Copy the data below word for word, leaving out the pictures.

● ● ● ● ●

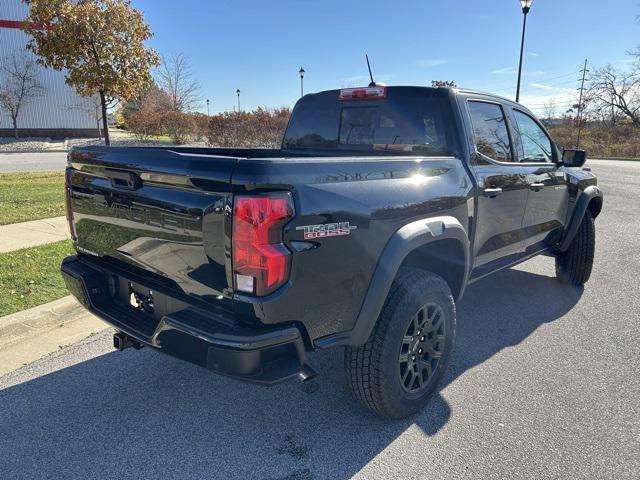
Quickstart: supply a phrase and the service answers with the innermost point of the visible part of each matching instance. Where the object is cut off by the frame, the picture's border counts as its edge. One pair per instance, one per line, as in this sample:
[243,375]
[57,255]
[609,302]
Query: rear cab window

● ● ● ● ●

__Answer for the task__
Quickstart: supply a phrase and the service answers with the innermost point of the visible part of each matching instance. Where the object is cut off by the frame, the picture's border counts as its edge. One pair per instance, one per line, as in this sample:
[243,375]
[57,255]
[609,302]
Query: rear cab window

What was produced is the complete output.